Rewrite the rows below so that each "drop a point" becomes "place a point", with everything else left unchanged.

#### Input material

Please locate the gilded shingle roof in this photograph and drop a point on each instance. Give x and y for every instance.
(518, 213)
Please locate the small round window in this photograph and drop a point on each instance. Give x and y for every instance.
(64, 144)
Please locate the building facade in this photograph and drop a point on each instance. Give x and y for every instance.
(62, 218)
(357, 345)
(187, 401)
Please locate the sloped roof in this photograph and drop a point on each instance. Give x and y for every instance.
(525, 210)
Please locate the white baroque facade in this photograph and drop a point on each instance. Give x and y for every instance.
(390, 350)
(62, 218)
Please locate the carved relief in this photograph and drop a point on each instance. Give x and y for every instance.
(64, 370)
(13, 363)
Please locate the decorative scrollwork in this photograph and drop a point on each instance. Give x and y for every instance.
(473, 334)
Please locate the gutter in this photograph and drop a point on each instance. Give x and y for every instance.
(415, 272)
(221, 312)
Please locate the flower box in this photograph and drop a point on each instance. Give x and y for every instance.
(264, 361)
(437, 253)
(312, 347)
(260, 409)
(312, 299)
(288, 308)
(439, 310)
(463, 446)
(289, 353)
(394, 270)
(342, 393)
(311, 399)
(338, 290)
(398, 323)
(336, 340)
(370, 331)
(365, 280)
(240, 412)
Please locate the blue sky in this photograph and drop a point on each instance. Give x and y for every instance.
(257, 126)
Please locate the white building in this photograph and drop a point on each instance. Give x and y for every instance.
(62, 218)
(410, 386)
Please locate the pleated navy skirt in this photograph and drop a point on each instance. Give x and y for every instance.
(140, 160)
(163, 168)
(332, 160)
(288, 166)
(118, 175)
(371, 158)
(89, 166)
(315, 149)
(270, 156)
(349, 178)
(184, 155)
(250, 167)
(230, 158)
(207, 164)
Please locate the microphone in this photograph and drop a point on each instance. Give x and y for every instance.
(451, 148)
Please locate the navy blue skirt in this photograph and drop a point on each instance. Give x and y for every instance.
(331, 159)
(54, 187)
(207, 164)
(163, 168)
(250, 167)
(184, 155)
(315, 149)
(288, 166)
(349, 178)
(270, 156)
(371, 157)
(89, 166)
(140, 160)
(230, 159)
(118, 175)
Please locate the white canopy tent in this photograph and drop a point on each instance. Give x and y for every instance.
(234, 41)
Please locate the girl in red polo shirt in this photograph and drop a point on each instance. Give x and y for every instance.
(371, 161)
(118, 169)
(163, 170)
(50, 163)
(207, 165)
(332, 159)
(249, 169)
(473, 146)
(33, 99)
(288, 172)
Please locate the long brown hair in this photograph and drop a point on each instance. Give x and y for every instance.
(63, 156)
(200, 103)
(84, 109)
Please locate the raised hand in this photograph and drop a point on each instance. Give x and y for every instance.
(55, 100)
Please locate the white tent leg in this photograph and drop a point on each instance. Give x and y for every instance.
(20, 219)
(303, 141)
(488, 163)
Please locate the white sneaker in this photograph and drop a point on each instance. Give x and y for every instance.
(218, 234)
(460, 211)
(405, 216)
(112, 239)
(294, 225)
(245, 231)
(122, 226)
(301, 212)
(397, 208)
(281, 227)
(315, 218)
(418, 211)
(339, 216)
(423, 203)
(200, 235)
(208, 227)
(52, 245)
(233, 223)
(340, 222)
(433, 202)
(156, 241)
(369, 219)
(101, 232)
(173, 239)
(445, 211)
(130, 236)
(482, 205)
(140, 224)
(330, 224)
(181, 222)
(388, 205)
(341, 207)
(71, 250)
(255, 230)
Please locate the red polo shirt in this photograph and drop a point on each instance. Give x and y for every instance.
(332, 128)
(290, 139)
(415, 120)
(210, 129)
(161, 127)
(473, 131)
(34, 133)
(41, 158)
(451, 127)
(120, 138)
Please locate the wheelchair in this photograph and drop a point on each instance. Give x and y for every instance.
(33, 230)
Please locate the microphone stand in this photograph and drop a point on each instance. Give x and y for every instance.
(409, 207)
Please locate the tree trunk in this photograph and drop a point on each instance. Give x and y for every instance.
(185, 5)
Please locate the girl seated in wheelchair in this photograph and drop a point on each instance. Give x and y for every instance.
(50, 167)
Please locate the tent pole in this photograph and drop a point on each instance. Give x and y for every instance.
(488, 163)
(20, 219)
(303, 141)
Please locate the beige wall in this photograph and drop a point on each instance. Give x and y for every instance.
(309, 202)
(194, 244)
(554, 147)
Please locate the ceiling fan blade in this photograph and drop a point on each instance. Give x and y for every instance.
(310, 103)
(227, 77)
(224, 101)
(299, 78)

########

_Solution for this task:_
Please locate the gilded shingle roof in this photograph and place a point on each instance. Give x and y for every instance.
(518, 213)
Please locate the small round window in this photograph and place a point on each instance. Give x and y for every instance.
(64, 144)
Please locate the building facade in this photograph and place a point on each instance. Give x and y for every instance.
(62, 218)
(357, 345)
(187, 401)
Please locate the sloped roof in this photograph and place a point on each instance. Give x and y for every instance.
(525, 210)
Please locate the white baroque facade in this photograph and place a point on each instance. Give x and y for every instance.
(390, 350)
(62, 218)
Please locate the carved relief in this photograph and place a point on each instance. Give x and y for every instance.
(64, 370)
(13, 363)
Please locate the decorative scrollwork in this photograph and place a point on each instance. Give x and y for every instance.
(473, 334)
Please locate the gutter in this photograph and place a point on each instance. Give x and y for every instance.
(415, 272)
(221, 312)
Please locate the flower box in this photograph and place a point on each instance. Give x and y for every instance.
(264, 361)
(437, 253)
(312, 347)
(260, 409)
(312, 299)
(288, 308)
(439, 310)
(463, 446)
(289, 353)
(394, 270)
(342, 393)
(311, 399)
(338, 290)
(398, 323)
(336, 340)
(370, 331)
(365, 280)
(240, 412)
Please locate the blue sky in this photograph and place a point on each instance. Give x and y for every instance.
(257, 126)
Please locate the white building in this photograph and place a point on each instance. Give x and y for every instance.
(62, 218)
(410, 386)
Please locate the pleated navy skirt in this photograph and place a point on each instance. Give x and y for every instance.
(140, 160)
(163, 168)
(332, 160)
(288, 166)
(118, 175)
(371, 158)
(89, 166)
(315, 149)
(270, 156)
(349, 178)
(184, 155)
(250, 167)
(230, 158)
(207, 164)
Please locate the microphone in this photograph and place a point on each instance. Give x and y for every instance.
(451, 148)
Please locate the navy blue skirt in this photograph and place a point on each instance. Give x and y for every instance.
(331, 159)
(54, 187)
(207, 164)
(163, 168)
(250, 167)
(184, 155)
(315, 149)
(288, 166)
(349, 178)
(270, 156)
(371, 157)
(89, 166)
(140, 160)
(230, 159)
(118, 175)
Please locate the white canopy tent in this photograph and place a point on each instance. Give x and y for every instance.
(234, 41)
Please locate the girl in red polo shirt in this photograph and place a point on each instance. Give x and y for every instance.
(371, 161)
(118, 169)
(163, 170)
(50, 163)
(207, 165)
(332, 159)
(249, 169)
(473, 146)
(33, 99)
(288, 172)
Please locate the long brown hair in this photograph and place a point on each instance. Give x and y for every instance.
(63, 156)
(200, 103)
(84, 109)
Please locate the raised hand in this photograph and place a point on each instance. Give x and y for every instance.
(55, 100)
Please locate the white tent leg in this photograph and place a point on each instance. Give x and y for every instance.
(20, 219)
(303, 141)
(488, 163)
Please locate the white sneaker in this photograph and place a point on each instance. Give x and y for every instance.
(218, 234)
(460, 211)
(405, 216)
(112, 239)
(294, 225)
(245, 231)
(122, 226)
(301, 212)
(397, 208)
(281, 227)
(315, 218)
(418, 211)
(339, 216)
(423, 203)
(200, 235)
(208, 227)
(52, 245)
(233, 223)
(340, 222)
(433, 202)
(156, 241)
(369, 219)
(101, 232)
(173, 239)
(445, 211)
(130, 236)
(482, 205)
(140, 224)
(330, 224)
(181, 222)
(388, 205)
(341, 207)
(71, 250)
(255, 230)
Please locate the red polo shirt in this photograph and place a point on each instance. Give x and y for every instance.
(332, 128)
(290, 139)
(415, 120)
(210, 129)
(161, 127)
(473, 131)
(34, 133)
(41, 158)
(451, 127)
(120, 138)
Please locate the wheelchair in this photograph and place a point on each instance. Give x and y for every instance.
(33, 230)
Please locate the microphone stand in this photograph and place a point on each instance. Give x and y for every instance.
(409, 207)
Please locate the tree trunk in this photograph and place a point on each instance. Give x and y for every instance.
(185, 5)
Please locate the girl seated in wheelchair in this photograph and place a point on each instance. Give x and y for every instance.
(50, 167)
Please locate the tent pole in this photograph and place a point on each instance. Give x and y for every instance.
(488, 163)
(20, 219)
(303, 141)
Please locate the beige wall in this photograph and place a point on each instance. Give x and y for every instance.
(309, 202)
(194, 244)
(554, 147)
Please locate the ceiling fan blade in this photograph and place a point on each instance. Give x and y for every instance.
(310, 103)
(227, 77)
(224, 101)
(299, 78)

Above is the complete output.